Legislation : Industrial Relations Act 1979 (WA)     
Result : Declaration issued
REPRESENTATION:
Counsel:
APPLICANT : MS A WALLISH
RESPONDENT : MS D SOUTHCOTT AND WITH HER MR A CHAPPLE


Case(s) referred to in reasons:
Amcor Ltd v Construction, Forestry, Mining & Energy Union [2005] HCA 10; (2005) 222 CLR 241

City of Wanneroo v Holmes [1989] FCA 369; (1989) 30 IR 362

Codelfa Construction Pty Ltd v State Rail Authority of New South Wales [1982] HCA 24; (1982) 149 CLR 337

Director General, Department of Education v United Voice WA [2013] WASCA 287

Electricity Generation Corporation v Woodside Energy Ltd [2014] HCA 7; (2014) 251 CLR 640

Fedec v Minister for Corrective Services [2017] WAIRC 00828; (2017) 97 WAIG 1595

George A Bond & Co Ltd (in liq) v McKenzie [1929] AR (NSW) 498

Kidd v The State of Western Australia [2014] WASC 99

McCourt v Cranston [2012] WASCA 60

Pacific Carriers Ltd v BNP Paribas [2004] HCA 35; (2004) 218 CLR 451

Primewest (Mandurah) Pty Ltd v Ryom Pty Ltd [2014] WASCA 28

Printing and Kindred Industries Union v Public Service Commissioner 1967 AILR 409

Red Hill Iron Ltd v API Management Pty Ltd [2012] WASC 323

Re Harrison; Ex parte Hames [2015] WASC 247

Re HEF (Aust) (Tas No 2) 1985 AILR 321

Shift Workers’ Case (1972) 72 AR 633

Toll (FGCT) Pty Ltd v Alphapharm Pty Ltd [2004] HCA 52; (2004) 219 CLR 165

Case(s) also cited:
Automotive, Food, Metals, Engineering, Printing and Kindred Industries Union of Workers, Western Australian Branch, Industrial Union of Worker’s v The West Australian Mint (1998) WAIRC 237

Norwest Beef Industries Ltd v The West Australian Branch, Australasian Meat Industry Employees Union (1984) 64 WAIG 2121

Robe River Iron Associates v Amalgamated Metal Workers and Shipwrights Union of Western Australia (1987) 67 WAIG 1097

Metal Trades Employers Association v Amalgamated Engineering Union (1936) 36 CAR 534
Reasons for Decision
Background
1 The respondent has an Intelligence Services Division which employs staff as Analysts and others, who are eligible to be members of the applicant union. Their employment is covered by the Public Service Award 1992, the Public Service and General Officers CSA General Agreement 2017 and the Western Australian Police Agency Specific Agreement 2016. The employees generally work Monday to Friday between 7.00 am and 6.00 pm each day, in accordance with cl 18.2 of the Agreement. Sometimes however, due to the nature of their work, the employees are required to attend for duty outside of these hours, in the case of an organised event or in an emergency or other extraordinary situation.

WRITTEN REQUEST 1
Translate this sentence from the industrial relations decision into Spanish: "The employees generally work Monday to Friday between 7.00 am and 6.00 pm each day, in accordance with cl 18.2 of the Agreement."
WRITTEN REQUEST 2
Proceed with the industrial relations decision by writing the paragraph that follows its final sentence.

STORED RECORDS
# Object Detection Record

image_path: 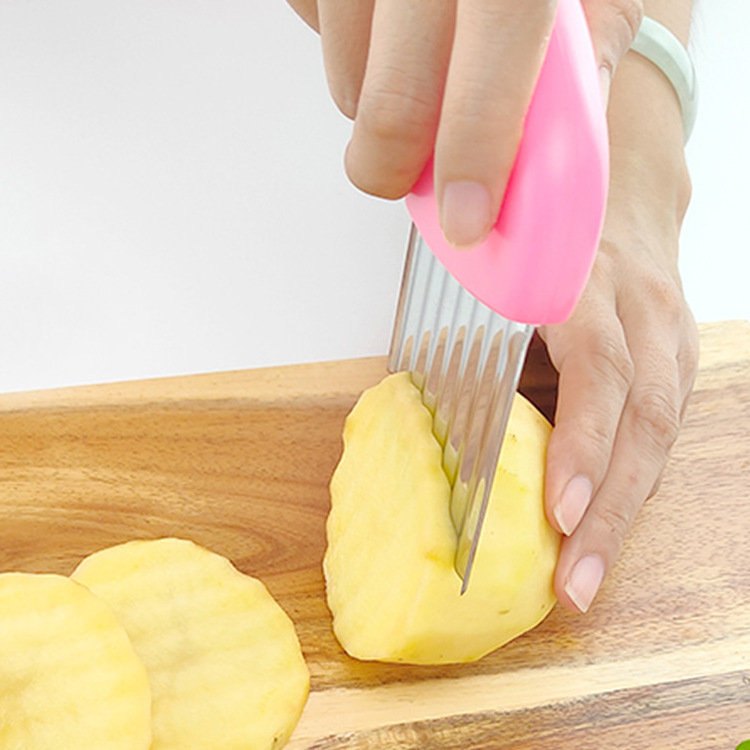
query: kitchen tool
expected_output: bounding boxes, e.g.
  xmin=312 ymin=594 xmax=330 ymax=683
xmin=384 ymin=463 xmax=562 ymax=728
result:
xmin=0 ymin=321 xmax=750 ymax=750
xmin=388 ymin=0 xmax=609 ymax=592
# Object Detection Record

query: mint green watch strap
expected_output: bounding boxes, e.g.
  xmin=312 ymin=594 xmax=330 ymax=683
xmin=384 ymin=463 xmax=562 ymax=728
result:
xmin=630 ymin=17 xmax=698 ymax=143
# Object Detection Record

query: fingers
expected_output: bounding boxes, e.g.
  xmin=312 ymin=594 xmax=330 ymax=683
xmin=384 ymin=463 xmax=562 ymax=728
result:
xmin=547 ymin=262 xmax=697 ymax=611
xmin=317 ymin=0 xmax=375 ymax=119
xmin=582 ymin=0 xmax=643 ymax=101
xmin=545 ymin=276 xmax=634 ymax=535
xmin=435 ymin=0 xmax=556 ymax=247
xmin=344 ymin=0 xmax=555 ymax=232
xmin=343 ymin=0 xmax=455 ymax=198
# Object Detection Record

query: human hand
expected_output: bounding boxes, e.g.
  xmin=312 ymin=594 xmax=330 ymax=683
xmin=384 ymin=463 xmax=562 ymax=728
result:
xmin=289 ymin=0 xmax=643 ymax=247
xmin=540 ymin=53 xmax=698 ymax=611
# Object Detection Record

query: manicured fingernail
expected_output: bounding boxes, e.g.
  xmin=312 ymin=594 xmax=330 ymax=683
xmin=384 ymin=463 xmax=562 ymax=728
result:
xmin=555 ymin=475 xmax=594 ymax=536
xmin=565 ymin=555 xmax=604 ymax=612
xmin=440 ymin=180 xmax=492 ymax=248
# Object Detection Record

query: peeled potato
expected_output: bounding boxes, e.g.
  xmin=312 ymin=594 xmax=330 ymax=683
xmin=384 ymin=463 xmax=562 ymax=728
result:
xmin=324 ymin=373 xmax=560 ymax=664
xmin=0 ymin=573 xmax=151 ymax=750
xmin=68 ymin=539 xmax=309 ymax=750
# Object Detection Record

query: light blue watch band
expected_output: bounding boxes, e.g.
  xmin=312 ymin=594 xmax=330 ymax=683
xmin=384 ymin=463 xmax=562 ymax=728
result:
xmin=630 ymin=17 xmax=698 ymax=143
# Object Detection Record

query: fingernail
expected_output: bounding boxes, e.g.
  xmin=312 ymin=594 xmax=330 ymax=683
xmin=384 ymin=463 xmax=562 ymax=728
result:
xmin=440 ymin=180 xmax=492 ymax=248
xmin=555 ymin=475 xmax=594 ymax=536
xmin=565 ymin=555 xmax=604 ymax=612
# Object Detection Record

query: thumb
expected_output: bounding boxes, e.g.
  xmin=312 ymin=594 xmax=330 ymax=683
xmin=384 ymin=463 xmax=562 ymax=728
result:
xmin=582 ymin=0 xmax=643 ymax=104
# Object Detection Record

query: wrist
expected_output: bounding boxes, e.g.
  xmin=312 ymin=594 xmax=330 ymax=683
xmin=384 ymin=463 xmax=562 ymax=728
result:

EXERCISE RESPONSE 1
Los empleados generalmente trabajan de lunes a viernes entre las 7.00 a. m. y las 6.00 p. m. cada día, de conformidad con la cláusula 18.2 del Acuerdo.

EXERCISE RESPONSE 2
2 In February 2015, the respondent wrote to the Analysts in relation to their hours of work. The letter said that the Analysts are predominantly to work between Monday and Friday each week but noted the need to work outside of these prescribed hours on some occasions. Accordingly, the letter said, “In accordance with cl 17.5 of the Public Sector and Government Officers General Agreement 2014 (the Agreement) I wish to advise that your prescribed hours of duty are varied to make provisions [sic] for you to attend duties on a Saturday, Sunday or public holiday; and/or to perform shift work including work on Saturdays, Sundays or public holidays when required”. The letter went on to provide that where necessary, shift rosters would be developed for employees required to work shifts in accordance with the Award.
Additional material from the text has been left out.